## Passage given
_ _ _
A cartouche is an oval "rope" that surrounds a pharaoh's name to protect him from evil. It is an elongated form of the shen ring, a symbol of power that was sacred to the goddess Isis. The Ancient Egyptian word for cartouche is "shenu", which means "encircle". The circular shape of the cartouche spoke to everyone that the power of the king's rule was as vast as everything the sun shone upon or encircled. Cartouches were used in ancient Egypt were used beginning in the Fourth Dynasty. The pharaoh Sneferu was the first to use it.


The word "carthouche" actually comes from the French word fro cartridge. This was because the shape of the cartoushe made Napoleon Bonaparte's soldiers of their gun cartridges. The cartouches surrounded the king's two names: his throne name, "User-ma'at-re", and his birth name.




Hieroglyphics


The ancient Egyptian language had been spoken from about 4000 B.C. up until 11 A.D., though there were not many who knew how to read and write. Finally, the people of the Nile came up with a way of writing, which consisted of symbols and pictures. This form of writing was known as hieroglyphics. Hieroglyphics were the form of writing that the ancient Egyptians used. They were pictures and symbols instead of the letter-alphabet that we use today. Another word for hieroglyphics is "glyph". Thoth, the god of wisdom and writing, was the inventor of hieroglyphics. He was also the patron of scribes. When the Rossetta Stone was found in Egypt (Rossetta) by one of Napolleon Bonaparte's soldiers at the end of the 18th century when Napolleon invaded Egypt, the French general took it to a scholar and Egyptologist named Jean-François Champollion to see if he could decipher to writing on the tablet. Napolleon did this because no one in the modern world knew how to read ancient Egyptian (no one had cracked the code yet). Champollion slowly began to work through the alphabet, comparing it to each hieroglyphic and trying new ways to decipher the ancient Egyptian writing. He was finally able to decipher the hieroglyphics and so, thanks to him, we are now able to read the writing of the ancient Egyptians.
_ _ _
Records excerpted from a collection:
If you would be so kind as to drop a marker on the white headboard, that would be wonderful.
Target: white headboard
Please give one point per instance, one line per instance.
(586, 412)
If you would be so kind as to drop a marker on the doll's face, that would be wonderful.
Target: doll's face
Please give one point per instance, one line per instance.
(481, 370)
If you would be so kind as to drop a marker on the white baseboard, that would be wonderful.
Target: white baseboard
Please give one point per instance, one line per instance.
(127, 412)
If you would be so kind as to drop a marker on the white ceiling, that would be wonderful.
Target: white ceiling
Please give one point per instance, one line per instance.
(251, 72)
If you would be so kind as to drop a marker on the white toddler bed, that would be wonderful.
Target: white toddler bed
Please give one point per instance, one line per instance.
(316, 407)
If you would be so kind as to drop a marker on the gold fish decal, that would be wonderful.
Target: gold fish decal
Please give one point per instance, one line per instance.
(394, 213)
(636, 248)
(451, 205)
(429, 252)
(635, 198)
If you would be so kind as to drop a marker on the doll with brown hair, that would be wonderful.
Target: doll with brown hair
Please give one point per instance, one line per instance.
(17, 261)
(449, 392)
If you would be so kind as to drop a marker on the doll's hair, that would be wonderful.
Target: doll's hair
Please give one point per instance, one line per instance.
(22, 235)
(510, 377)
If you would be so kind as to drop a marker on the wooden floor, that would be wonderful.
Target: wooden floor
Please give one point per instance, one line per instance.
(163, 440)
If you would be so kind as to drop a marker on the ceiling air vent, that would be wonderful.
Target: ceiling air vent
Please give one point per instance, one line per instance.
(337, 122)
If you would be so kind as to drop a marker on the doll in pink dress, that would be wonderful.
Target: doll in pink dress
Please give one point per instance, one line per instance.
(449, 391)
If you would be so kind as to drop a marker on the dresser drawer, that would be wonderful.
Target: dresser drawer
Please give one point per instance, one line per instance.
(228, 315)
_ _ _
## Task list
**a.** Repeat the passage on cartouches and hieroglyphics from "A cartouche is" to "his birth name.".
**b.** According to the passage on cartouches and hieroglyphics, which pharaoh was the first to use the cartouche?
Rely only on the passage on cartouches and hieroglyphics.

## Responses by task
**a.**
A cartouche is an oval "rope" that surrounds a pharaoh's name to protect him from evil. It is an elongated form of the shen ring, a symbol of power that was sacred to the goddess Isis. The Ancient Egyptian word for cartouche is "shenu", which means "encircle". The circular shape of the cartouche spoke to everyone that the power of the king's rule was as vast as everything the sun shone upon or encircled. Cartouches were used in ancient Egypt were used beginning in the Fourth Dynasty. The pharaoh Sneferu was the first to use it.


The word "carthouche" actually comes from the French word fro cartridge. This was because the shape of the cartoushe made Napoleon Bonaparte's soldiers of their gun cartridges. The cartouches surrounded the king's two names: his throne name, "User-ma'at-re", and his birth name.

**b.** Sneferu.